■ TO-DO LIST ■
A) Answer these questions about the passage on programming literacy, one answer per line, marked (i), (ii), (iii):
(i) How long did the friend take to finish the "Wheel of Fortune" project?
(ii) Which two programming languages are given as examples of entirely abstract, logical programming languages?
(iii) What might the highly literate adult of tomorrow program for a young niece or nephew?
B) Please format the records as a JSON list of strings, one string per line, with blank lines left out. Start at the line of the records that contains "the white desk" and end at the last line of the records, including both.
--- PASSAGE SHOWN ---
These databases of premade parts greatly enhance students' abilities, extend their programming and problem-solving capabilities, and shorten the time to get things done. In a sense, these bits of code are like an alphabet of programming. Recently, a friend was asked to program a "Wheel of Fortune" in Flash. Rather than taking a week to program it from scratch, he did a Web search, found something like what he wanted available free, and finished the project in an hour.
With these increasingly available and findable pieces of code, the range of what one can do and communicate with programming can expand indefinitely. And though simpler programs such as Flash already allow a pretty good degree of sophistication, many young people, through game creation, Internet-tool creation, or other means, get into the more sophisticated programming languages of three-dimensional world building, scripting, and entirely abstract, logical programming languages such as Java and C++.
And so emerges the new scribe tribe of programmers, reaching into (and eventually becoming) the intellectual elite of the twenty-first century. Programming has already become a tool today's young people use to communicate with one another via such components as machinima (see the definition below), ringtones, emoticons, searches, photo manipulation, and games. Young people email or IM their creations to one another as we do our Word and Excel attachments, often posting them on the Internet for all to see. I bet few among us have not been the recent recipient of an emailed URL pointing us to an interesting program, a greeting card, a YouTube video, a machinima, or a game. (And, of course, Word and Excel are programming languages in themselves, with enormously sophisticated programming capabilities built in via macros and scripting.)
As the century goes on, those who don't program -- who can't bend their increasingly sophisticated computers, machines, cars, and homes to their wills and needs -- will, I predict, be increasingly left behind. Parents and teachers often disrespect today's young people for being less than literate in the old reading-and-writing sense. But in turn, these young citizens of the future have no respect for adults who can't program a DVD player, a mobile phone, a computer, or anything else. Today's kids already see their parents and teachers as the illiterate ones. No wonder some teachers are scared to bring new technologies into the classroom -- the kids just laugh at their illiteracy.
So, as the highly literate person of 2008 might start off the day reading the New York Times and firing off a cleverly worded letter to the editor in response to a column, the highly literate person of 2028 may start the day ingesting the news in multiple ways with various types of stories they have programmed to be delivered in a preferred order, each at a preferred speed. And if that person feels a need to express an opinion, a simple bit of programming will allow him or her to determine all the people in the world to whom a response should go, and have it customized for each of them. Or one might program and fire off a video, an animation, or a simulation.
As the highly literate adult of today might pen a witty birthday card note for a young niece or nephew, the highly literate adult of tomorrow might program the child a game. And though today's highly literate person may enjoy a sophisticated novel or nonfiction book on a plane or train ride, tomorrow's highly literate person may prefer to change, by programming, whatever story or other media he or she is interacting with to suit individual preferences, and might then, with a little more programming, distribute those changes to the world.
--- RECORDS FOR THIS EXERCISE ---
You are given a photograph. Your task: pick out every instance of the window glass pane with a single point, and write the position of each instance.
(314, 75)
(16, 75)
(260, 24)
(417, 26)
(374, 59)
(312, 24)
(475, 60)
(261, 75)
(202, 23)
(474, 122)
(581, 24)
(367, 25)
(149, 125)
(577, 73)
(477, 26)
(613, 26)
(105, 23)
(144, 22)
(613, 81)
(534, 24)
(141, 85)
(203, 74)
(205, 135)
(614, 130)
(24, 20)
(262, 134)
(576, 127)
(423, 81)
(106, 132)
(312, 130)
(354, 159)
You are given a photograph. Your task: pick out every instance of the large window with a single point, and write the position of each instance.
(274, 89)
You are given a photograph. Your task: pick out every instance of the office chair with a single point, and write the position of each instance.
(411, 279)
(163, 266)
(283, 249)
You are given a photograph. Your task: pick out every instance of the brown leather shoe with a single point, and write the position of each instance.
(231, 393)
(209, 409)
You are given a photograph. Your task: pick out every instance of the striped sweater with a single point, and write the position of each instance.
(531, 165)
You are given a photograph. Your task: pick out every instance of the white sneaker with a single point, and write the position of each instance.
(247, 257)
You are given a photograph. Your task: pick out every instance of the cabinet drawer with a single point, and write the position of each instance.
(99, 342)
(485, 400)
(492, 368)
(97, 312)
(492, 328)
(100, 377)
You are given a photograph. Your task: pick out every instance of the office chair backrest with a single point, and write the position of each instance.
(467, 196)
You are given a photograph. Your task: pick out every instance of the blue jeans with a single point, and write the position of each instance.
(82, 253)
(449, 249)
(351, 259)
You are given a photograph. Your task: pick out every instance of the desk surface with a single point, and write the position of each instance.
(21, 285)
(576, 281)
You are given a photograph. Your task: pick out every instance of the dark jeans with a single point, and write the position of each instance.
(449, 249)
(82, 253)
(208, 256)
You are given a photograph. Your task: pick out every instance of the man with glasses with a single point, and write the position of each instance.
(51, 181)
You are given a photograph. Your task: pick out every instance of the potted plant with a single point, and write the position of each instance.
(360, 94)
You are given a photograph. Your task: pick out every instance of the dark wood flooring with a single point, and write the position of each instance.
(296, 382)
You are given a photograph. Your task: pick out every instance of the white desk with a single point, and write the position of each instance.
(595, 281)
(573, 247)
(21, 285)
---
■ EXERCISE RESULTS ■
A)
(i) An hour.
(ii) Java and C++.
(iii) A game.

B)
[
  "You are given a photograph. Your task: pick out every instance of the white desk with a single point, and write the position of each instance.",
  "(595, 281)",
  "(573, 247)",
  "(21, 285)"
]